Aufgabe: Schreib den folgenden Text vollständig und Wort für Wort ab.

Text:

"""

Salon

02/2022Graebers Anfänge, Boomer-Gifs, Autoapokalypse, Hyperpolitik, Fachkräfte, 1 Jahr Gamestop, Klassenjustiz

Nochmal von vorn anfangen, wer wünscht es sich (nicht)? David Graeber und David Wengrow sagen es, wie es ist: Geschichte passiert nur einmal, was geschehen ist, ist geschehen. Aber deswegen braucht man sich ja nicht zu belügen. Dass wir auch ganz anders auf die jüngsten 30.000 Menschheit blicken können, schlagen sie vor, mit Hammer, Meisel, Brechstange und feiner Bürste. Die Aufklärung als Plagiatsfall, die Moderne als Sackgasse, Zivilisation als Resultat, wenn man den Kontrollgestörten die Entscheidungen überlässt. Die Götter wurden abgeschafft, das Geld regiert und alle stecken fest. „Anfänge“ bietet fast alles, was Bücher leisten können. Ethnografische Sorgfalt fürs Uninteressante, politisch kurzgeschlossene Urteile, Präambeln, Pläyoers und viel Stoff zum durchdenken. Sie haben die Großen verarbeitet und ihre Werke vom Kopf auf die Füße gestellt, aber an die Übergroßen haben sie sich nicht herangetraut. Karl Marx nur als Schlagwort geber, kein Wort zur Gesellschaftstheorie, insbesondere nicht von Niklas Luhmann. Alles in allem ein Buch, das gelesen werden muss, aber nicht zu ernst genommen werden darf. Tribunal als Spektakel und Angebot, Geschichte doch nochmal ein bisschen anders zu schreiben.

"""

Zeigedaten für referenzierende Ausdrücke
"""

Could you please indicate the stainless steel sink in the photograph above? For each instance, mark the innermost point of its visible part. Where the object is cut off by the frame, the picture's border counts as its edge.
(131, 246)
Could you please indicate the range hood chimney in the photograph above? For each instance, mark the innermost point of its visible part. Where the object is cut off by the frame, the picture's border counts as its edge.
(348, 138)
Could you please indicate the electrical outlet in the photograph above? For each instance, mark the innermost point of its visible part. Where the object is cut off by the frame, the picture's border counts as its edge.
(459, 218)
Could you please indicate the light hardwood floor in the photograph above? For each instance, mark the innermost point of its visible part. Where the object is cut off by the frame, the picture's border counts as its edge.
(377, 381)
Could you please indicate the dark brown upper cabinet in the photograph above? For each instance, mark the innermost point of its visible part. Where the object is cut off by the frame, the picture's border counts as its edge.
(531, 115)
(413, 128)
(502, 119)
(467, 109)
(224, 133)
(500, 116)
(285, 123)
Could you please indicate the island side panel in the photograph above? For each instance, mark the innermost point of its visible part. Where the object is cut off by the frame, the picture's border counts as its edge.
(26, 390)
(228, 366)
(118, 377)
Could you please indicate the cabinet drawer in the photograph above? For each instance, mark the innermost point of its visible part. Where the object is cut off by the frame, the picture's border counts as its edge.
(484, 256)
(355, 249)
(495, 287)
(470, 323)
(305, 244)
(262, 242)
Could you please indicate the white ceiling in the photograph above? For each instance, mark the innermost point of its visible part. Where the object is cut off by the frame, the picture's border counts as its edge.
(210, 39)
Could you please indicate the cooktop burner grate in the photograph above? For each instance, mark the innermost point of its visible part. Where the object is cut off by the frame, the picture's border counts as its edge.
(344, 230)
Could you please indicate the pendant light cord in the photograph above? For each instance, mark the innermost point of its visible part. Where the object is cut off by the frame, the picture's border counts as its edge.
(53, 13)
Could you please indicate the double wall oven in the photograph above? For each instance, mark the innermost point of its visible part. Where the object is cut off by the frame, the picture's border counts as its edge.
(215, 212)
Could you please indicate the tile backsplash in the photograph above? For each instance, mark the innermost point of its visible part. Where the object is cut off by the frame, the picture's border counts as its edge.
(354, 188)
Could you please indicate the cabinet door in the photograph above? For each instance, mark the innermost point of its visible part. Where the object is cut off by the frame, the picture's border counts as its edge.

"""
"""

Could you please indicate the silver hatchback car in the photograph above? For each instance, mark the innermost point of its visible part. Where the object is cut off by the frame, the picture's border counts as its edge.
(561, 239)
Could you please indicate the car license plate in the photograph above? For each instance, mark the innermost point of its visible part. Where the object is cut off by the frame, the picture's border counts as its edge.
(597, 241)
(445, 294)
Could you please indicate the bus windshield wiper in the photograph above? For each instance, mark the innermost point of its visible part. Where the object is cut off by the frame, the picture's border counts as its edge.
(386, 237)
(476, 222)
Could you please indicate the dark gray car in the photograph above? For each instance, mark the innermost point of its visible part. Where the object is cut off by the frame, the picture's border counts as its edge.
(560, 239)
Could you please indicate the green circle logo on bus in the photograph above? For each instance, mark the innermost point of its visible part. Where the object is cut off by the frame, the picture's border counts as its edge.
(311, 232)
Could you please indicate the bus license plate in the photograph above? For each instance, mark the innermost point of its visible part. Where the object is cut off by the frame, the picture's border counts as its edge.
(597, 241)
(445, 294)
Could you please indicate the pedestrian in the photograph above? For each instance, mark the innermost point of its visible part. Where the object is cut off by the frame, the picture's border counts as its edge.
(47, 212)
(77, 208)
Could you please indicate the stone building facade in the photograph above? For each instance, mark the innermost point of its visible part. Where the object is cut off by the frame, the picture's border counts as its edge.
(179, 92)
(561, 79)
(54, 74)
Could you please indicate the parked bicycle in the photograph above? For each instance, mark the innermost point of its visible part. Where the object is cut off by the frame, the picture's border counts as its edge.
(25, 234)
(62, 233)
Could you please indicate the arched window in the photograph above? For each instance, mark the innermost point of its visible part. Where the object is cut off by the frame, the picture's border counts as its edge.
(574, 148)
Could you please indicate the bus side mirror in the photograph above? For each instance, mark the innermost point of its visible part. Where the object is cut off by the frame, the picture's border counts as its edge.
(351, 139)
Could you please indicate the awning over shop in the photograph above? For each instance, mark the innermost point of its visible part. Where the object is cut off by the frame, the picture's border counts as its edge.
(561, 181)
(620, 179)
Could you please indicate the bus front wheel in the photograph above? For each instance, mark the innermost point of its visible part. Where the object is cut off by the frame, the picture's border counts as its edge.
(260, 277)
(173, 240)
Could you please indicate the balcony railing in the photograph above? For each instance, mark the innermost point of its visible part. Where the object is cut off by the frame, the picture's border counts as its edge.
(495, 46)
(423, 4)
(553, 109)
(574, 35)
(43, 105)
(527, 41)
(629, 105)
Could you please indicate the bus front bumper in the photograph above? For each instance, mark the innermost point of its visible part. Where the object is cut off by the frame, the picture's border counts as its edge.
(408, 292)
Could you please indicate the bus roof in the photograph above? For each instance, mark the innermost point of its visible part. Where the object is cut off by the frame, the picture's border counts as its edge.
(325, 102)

"""

Lösung:
Salon

02/2022Graebers Anfänge, Boomer-Gifs, Autoapokalypse, Hyperpolitik, Fachkräfte, 1 Jahr Gamestop, Klassenjustiz

Nochmal von vorn anfangen, wer wünscht es sich (nicht)? David Graeber und David Wengrow sagen es, wie es ist: Geschichte passiert nur einmal, was geschehen ist, ist geschehen. Aber deswegen braucht man sich ja nicht zu belügen. Dass wir auch ganz anders auf die jüngsten 30.000 Menschheit blicken können, schlagen sie vor, mit Hammer, Meisel, Brechstange und feiner Bürste. Die Aufklärung als Plagiatsfall, die Moderne als Sackgasse, Zivilisation als Resultat, wenn man den Kontrollgestörten die Entscheidungen überlässt. Die Götter wurden abgeschafft, das Geld regiert und alle stecken fest. „Anfänge“ bietet fast alles, was Bücher leisten können. Ethnografische Sorgfalt fürs Uninteressante, politisch kurzgeschlossene Urteile, Präambeln, Pläyoers und viel Stoff zum durchdenken. Sie haben die Großen verarbeitet und ihre Werke vom Kopf auf die Füße gestellt, aber an die Übergroßen haben sie sich nicht herangetraut. Karl Marx nur als Schlagwort geber, kein Wort zur Gesellschaftstheorie, insbesondere nicht von Niklas Luhmann. Alles in allem ein Buch, das gelesen werden muss, aber nicht zu ernst genommen werden darf. Tribunal als Spektakel und Angebot, Geschichte doch nochmal ein bisschen anders zu schreiben.